DOCUMENT SEGMENT below:

Story Number: NNS080606-13
Release Date: 6/6/2008 1:53:00 PM

By Mass Communication Specialist 2nd Class (SW) Elliott J. Fabrizio, USS John C. Stennis Public Affairs

USS JOHN C. STENNIS, At Sea (NNS) -- USS John C. Stennis (CVN 74) held her first graded mass casualty drill during the Tailored Ship Training Availability (TSTA) period, June 2.

During the drill, some Sailors acted lifeless, some screamed for help, and the others were in shock; Stretcher bearers and medical personnel had to keep a level head as they assisted their "wounded" shipmates.

Afloat Training Group (ATG) Pacific evaluated the exercise to determine how well Stennis' Sailors performed and how well the ship's medical training team conducted the drill.

"It establishes where our training team is at during TSTA phase one and two," said Medical Department leading petty officer Hospital Corpsman 1st Class (SW) Tim Barron.

"As we get closer and closer to the end of TSTA, ATG will help us out and get us to the level of proficiency in our ability to train the crew, so we can carry on preparing the crew for things like real mass casualties," said Barron.

End of DOCUMENT SEGMENT.

* EXERCISE GOAL
Please copy the news story from "USS JOHN C. STENNIS, At" to "(SW) Tim Barron.", replacing "drill" with "exercise". Rely only on the text above for this.

SUPPLIED MATERIAL below:

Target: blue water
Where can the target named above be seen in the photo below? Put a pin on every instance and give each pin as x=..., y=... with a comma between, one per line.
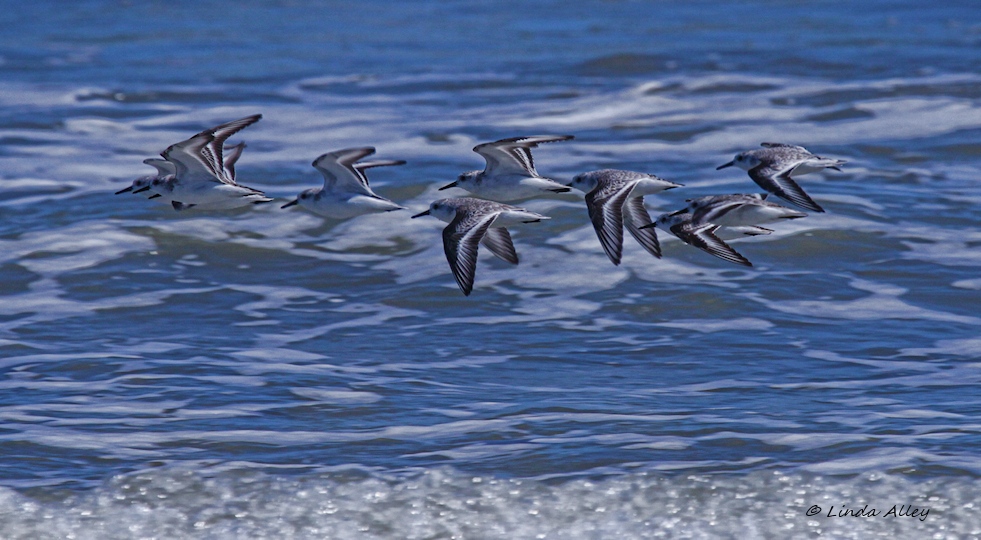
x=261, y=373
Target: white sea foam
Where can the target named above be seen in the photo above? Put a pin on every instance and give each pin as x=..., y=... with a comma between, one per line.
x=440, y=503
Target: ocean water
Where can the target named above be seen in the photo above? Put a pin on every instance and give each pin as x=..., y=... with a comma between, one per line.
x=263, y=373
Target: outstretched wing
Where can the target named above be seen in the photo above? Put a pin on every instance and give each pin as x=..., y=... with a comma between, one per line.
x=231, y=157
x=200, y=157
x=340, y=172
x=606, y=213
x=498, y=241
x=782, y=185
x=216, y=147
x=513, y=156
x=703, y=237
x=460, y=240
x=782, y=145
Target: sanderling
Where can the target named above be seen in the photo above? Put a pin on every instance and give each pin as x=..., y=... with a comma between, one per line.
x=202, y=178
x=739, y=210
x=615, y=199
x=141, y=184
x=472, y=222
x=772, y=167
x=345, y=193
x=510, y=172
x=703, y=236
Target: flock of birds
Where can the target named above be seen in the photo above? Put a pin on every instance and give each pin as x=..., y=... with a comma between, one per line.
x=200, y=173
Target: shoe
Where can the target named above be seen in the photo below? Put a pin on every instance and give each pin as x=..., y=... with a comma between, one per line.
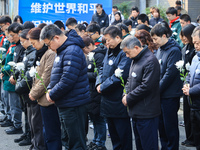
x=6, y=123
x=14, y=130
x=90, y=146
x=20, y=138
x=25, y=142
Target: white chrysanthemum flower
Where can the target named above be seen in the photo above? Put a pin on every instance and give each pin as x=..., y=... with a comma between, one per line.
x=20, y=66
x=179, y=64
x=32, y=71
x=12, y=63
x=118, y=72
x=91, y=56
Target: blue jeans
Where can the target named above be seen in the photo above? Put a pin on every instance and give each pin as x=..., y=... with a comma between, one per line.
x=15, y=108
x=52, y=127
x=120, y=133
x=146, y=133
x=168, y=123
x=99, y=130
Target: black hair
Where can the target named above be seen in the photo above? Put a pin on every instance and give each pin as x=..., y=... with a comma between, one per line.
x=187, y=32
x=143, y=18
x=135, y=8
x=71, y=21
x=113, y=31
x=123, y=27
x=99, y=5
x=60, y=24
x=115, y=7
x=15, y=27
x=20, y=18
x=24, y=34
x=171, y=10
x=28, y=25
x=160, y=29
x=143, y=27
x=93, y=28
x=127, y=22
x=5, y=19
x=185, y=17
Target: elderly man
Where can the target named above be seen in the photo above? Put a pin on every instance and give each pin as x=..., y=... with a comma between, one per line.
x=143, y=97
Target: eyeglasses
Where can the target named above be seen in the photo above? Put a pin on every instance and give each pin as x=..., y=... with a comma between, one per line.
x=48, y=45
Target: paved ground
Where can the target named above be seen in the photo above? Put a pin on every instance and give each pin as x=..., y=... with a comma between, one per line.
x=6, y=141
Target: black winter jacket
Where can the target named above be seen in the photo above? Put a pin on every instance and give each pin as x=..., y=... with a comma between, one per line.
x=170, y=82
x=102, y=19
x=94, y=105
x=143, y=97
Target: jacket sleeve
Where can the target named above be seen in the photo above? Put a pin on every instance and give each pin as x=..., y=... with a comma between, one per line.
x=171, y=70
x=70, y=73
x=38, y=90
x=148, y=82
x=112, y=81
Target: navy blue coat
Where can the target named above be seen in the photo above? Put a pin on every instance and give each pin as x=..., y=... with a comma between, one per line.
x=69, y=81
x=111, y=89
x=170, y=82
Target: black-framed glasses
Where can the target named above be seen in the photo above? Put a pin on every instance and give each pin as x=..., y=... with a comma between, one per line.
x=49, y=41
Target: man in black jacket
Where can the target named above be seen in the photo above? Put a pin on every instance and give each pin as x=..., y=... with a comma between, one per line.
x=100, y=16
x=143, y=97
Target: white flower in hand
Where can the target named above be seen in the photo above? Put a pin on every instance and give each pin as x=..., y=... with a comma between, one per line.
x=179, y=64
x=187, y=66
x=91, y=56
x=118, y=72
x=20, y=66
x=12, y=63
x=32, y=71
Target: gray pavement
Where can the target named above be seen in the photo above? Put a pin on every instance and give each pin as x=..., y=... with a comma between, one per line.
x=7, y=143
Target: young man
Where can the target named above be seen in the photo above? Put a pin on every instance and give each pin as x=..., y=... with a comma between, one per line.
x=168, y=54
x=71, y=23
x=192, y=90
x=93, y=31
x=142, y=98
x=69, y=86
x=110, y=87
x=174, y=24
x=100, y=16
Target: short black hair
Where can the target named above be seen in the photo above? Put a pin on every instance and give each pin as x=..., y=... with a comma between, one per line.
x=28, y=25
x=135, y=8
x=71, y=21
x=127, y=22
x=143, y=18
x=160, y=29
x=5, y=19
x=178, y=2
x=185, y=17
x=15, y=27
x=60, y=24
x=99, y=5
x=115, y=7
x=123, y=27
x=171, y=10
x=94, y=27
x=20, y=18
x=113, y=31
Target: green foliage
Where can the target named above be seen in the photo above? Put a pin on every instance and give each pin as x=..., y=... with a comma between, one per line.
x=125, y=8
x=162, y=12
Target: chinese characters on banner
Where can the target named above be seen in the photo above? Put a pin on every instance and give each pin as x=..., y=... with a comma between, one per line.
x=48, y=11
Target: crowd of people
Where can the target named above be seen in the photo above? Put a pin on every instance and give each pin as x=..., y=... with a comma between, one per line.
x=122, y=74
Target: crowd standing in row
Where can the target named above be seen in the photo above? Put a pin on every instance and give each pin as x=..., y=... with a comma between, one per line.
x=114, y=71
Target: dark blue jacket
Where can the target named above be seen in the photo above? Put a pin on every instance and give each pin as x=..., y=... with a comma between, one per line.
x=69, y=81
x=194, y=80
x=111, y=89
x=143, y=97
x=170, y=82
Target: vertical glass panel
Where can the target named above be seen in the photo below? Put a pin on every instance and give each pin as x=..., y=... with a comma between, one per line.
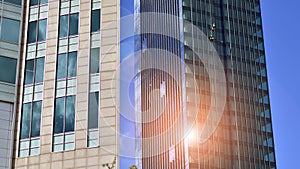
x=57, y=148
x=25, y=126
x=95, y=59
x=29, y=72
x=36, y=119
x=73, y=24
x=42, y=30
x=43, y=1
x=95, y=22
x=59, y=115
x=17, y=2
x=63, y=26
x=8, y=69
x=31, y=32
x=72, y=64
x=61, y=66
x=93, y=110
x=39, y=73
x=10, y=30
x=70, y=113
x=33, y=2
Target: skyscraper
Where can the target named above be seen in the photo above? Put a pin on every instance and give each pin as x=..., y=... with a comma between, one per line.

End of SUPPLIED MATERIAL.

* ANSWER SPACE
USS JOHN C. STENNIS, At Sea (NNS) -- USS John C. Stennis (CVN 74) held her first graded mass casualty exercise during the Tailored Ship Training Availability (TSTA) period, June 2.

During the exercise, some Sailors acted lifeless, some screamed for help, and the others were in shock; Stretcher bearers and medical personnel had to keep a level head as they assisted their "wounded" shipmates.

Afloat Training Group (ATG) Pacific evaluated the exercise to determine how well Stennis' Sailors performed and how well the ship's medical training team conducted the exercise.

"It establishes where our training team is at during TSTA phase one and two," said Medical Department leading petty officer Hospital Corpsman 1st Class (SW) Tim Barron.